**Problem details:** Repeat exactly the lines from the line containing "of the bare" to the last line of the listing, including both.

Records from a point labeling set

○ ○ ○ ○ ○ ○ ○

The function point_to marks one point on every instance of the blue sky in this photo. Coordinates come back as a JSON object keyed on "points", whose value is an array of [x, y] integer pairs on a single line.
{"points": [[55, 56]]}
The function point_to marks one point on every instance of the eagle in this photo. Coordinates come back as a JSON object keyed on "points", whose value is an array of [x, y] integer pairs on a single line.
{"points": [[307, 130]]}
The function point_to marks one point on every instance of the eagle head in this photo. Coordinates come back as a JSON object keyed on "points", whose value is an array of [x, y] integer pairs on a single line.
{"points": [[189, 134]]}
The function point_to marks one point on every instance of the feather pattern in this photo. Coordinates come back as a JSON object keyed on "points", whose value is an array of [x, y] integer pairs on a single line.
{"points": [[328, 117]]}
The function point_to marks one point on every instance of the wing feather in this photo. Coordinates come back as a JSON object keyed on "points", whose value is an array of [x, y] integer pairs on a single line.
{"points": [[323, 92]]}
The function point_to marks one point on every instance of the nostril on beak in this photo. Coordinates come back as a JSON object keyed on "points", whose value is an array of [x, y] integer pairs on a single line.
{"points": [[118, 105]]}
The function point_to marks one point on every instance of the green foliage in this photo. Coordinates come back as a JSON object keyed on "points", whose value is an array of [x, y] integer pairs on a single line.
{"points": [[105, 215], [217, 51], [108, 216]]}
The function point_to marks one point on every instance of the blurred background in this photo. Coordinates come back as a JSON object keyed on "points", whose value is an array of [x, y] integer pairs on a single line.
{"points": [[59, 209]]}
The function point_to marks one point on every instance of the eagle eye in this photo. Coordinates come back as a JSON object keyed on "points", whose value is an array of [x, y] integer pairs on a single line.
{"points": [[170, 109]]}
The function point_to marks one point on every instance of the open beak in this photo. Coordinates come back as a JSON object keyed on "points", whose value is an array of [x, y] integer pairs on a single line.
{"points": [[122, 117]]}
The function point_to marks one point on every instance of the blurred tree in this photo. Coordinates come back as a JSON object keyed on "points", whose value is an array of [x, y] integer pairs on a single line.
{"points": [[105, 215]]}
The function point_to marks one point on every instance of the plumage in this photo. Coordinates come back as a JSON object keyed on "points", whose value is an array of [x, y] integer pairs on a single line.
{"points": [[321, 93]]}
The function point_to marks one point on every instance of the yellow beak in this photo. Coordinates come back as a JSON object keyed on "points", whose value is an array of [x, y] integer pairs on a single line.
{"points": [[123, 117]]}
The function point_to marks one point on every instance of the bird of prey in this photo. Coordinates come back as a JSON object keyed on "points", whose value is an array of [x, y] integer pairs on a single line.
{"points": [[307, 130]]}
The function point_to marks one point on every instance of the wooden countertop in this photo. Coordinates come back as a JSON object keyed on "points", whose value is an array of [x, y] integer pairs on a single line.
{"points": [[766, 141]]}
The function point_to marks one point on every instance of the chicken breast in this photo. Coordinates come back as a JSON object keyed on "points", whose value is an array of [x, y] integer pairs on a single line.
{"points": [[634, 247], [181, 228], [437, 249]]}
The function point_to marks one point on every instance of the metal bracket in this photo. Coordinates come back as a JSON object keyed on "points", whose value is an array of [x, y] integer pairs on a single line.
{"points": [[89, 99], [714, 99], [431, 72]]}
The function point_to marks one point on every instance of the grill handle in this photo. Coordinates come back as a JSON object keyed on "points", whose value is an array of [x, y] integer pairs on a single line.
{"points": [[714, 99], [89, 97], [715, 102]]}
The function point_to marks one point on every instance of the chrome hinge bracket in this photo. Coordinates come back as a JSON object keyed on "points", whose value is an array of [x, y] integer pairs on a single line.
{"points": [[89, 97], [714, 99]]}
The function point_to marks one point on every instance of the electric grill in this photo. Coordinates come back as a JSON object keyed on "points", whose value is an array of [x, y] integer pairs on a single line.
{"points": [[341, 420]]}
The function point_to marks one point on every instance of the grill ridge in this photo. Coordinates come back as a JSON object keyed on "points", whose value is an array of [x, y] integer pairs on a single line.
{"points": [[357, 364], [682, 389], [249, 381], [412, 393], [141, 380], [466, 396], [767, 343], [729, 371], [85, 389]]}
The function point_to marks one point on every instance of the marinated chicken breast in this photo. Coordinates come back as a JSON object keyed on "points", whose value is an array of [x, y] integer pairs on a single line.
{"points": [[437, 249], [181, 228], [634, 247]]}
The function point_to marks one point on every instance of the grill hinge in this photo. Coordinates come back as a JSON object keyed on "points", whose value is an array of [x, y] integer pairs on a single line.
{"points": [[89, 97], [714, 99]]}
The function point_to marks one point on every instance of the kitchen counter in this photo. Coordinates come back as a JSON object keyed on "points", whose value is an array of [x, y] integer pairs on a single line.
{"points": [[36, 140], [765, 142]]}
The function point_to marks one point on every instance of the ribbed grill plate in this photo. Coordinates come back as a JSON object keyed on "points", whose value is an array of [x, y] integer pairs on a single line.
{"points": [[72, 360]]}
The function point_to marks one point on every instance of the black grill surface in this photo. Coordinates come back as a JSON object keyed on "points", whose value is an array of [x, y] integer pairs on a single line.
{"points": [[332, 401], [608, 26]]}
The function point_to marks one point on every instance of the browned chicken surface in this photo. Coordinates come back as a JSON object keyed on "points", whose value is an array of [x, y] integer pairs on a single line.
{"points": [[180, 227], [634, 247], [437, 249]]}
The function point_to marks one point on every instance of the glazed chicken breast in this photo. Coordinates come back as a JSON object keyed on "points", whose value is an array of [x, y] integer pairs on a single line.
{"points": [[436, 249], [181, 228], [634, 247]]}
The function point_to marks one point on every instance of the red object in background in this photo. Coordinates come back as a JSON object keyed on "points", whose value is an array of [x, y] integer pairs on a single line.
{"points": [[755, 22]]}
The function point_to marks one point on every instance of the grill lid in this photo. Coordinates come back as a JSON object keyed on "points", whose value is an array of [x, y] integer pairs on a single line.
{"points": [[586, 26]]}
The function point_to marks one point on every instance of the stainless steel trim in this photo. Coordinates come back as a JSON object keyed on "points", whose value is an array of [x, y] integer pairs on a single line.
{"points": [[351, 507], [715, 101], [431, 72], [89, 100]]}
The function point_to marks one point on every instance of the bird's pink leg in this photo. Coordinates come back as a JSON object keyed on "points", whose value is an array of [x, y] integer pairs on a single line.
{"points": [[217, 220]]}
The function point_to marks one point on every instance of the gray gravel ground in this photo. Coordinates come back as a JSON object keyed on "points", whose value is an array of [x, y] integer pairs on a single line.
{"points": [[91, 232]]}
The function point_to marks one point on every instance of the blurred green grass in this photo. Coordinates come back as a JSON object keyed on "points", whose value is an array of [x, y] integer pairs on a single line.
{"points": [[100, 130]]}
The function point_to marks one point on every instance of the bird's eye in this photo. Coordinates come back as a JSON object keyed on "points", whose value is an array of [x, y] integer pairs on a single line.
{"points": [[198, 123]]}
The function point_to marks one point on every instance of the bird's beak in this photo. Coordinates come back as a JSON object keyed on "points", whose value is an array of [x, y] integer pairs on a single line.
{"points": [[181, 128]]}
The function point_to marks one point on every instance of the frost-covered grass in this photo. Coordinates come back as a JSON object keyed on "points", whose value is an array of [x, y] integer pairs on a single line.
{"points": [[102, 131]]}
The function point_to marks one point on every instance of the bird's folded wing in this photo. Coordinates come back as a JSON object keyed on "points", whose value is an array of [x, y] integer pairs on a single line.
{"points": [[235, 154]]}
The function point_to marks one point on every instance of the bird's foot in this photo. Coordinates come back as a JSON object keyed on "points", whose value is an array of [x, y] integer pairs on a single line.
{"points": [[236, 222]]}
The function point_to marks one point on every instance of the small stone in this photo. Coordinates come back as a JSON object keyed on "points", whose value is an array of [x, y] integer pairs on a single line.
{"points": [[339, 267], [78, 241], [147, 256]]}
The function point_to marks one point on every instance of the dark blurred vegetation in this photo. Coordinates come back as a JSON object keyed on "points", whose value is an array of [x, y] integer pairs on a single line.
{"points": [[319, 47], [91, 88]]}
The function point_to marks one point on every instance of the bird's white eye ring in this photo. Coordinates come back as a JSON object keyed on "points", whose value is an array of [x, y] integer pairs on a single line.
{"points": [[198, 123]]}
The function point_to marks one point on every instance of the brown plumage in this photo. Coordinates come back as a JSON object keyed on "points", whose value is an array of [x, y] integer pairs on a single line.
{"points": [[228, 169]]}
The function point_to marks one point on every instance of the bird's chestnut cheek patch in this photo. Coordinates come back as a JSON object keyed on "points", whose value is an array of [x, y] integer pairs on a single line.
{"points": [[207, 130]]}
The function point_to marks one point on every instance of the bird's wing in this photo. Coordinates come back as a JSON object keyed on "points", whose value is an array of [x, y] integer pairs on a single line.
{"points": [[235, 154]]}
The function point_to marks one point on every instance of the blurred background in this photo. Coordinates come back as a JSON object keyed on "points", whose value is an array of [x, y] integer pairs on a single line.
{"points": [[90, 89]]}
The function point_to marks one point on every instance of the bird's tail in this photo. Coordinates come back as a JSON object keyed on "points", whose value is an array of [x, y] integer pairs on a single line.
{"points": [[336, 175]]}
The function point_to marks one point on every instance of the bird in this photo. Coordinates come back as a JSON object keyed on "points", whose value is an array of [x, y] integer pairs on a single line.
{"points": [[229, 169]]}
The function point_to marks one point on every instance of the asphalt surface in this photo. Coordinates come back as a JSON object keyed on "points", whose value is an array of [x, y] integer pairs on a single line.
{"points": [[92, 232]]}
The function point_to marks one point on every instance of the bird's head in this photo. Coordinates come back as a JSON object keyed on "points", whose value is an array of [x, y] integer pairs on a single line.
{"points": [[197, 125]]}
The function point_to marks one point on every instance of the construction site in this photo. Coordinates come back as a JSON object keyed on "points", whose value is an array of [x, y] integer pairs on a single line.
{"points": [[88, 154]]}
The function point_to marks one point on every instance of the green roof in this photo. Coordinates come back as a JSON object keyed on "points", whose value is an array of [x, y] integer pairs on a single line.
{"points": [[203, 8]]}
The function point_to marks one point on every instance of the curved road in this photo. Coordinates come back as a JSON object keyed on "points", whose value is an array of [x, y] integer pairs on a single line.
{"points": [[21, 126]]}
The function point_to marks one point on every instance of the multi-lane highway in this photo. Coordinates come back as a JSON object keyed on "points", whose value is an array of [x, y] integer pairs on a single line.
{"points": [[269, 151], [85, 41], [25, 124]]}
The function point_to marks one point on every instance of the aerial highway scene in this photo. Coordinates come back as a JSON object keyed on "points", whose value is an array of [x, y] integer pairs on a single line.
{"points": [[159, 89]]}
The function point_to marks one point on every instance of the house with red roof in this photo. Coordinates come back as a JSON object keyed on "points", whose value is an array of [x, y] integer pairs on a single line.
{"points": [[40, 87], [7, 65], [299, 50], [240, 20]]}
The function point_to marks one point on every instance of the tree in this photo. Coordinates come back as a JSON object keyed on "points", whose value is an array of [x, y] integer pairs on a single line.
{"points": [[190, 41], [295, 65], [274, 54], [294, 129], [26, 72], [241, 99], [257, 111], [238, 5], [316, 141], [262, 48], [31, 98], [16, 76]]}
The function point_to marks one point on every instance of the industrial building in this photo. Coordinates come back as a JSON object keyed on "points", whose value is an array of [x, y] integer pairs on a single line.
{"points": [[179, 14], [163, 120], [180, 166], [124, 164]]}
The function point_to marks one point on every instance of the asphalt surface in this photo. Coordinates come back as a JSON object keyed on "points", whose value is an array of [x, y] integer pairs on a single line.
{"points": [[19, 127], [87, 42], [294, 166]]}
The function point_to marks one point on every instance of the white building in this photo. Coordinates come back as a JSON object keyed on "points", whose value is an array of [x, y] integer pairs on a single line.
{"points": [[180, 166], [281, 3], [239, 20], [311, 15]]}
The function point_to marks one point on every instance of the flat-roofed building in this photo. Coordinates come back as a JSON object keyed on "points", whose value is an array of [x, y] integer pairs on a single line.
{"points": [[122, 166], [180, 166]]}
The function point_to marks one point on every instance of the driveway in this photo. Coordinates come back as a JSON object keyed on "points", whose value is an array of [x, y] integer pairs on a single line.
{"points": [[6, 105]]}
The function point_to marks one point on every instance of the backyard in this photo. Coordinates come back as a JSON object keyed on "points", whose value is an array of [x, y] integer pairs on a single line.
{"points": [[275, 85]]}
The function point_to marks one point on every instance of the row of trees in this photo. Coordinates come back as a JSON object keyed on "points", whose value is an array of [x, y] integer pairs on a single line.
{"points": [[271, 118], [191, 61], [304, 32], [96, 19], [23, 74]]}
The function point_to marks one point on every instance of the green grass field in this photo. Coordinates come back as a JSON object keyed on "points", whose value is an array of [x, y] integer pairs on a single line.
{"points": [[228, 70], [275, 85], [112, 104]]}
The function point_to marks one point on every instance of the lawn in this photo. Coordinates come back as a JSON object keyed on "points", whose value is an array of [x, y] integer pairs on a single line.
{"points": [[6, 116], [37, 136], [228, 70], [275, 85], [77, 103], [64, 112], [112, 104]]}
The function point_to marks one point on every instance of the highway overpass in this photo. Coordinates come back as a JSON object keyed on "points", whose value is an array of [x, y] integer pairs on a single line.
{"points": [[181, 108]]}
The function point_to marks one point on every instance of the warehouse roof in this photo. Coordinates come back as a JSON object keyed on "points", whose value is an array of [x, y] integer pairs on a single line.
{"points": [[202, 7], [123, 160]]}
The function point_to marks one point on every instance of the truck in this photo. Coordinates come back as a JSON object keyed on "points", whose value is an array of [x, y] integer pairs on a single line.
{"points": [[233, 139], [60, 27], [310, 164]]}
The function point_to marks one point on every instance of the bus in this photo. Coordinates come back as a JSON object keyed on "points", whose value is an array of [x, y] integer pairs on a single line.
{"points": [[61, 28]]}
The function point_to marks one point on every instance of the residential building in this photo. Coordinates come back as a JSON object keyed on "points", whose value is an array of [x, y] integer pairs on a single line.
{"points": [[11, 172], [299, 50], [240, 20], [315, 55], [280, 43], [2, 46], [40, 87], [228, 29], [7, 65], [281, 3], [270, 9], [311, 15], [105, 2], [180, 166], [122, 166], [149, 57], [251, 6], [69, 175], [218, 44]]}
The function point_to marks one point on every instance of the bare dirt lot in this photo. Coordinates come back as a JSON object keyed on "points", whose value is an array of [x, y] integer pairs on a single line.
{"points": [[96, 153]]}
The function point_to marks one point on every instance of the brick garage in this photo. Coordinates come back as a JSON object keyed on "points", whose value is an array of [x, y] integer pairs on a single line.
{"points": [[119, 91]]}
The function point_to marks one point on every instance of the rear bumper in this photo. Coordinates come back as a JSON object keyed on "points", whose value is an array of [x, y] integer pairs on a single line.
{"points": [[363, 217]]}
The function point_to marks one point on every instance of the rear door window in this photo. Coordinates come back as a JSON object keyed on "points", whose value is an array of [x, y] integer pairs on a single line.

○ ○ ○ ○ ○ ○ ○

**The response:**
The function point_to marks one point on every instance of the bare dirt lot in this photo. Coordinates come back as a JSON object keyed on "points", whose value is an array of [x, y] integer pairs on a single line.
{"points": [[96, 153]]}
The function point_to marks one point on every instance of the brick garage in this photo. Coordinates come back as a JSON object keyed on "points", whose value is an array of [x, y] integer pairs on a single line.
{"points": [[119, 91]]}
The function point_to marks one point on every instance of the rear bumper in this photo. Coordinates come back as a JSON object keyed on "points", whose value is an array of [x, y] integer pairs on a single line.
{"points": [[363, 217]]}
The function point_to marks one point on every instance of the rear door window in this photo. Coordinates come back as a JSON object keyed on "points", whose value is an array of [x, y] integer pairs on a single line.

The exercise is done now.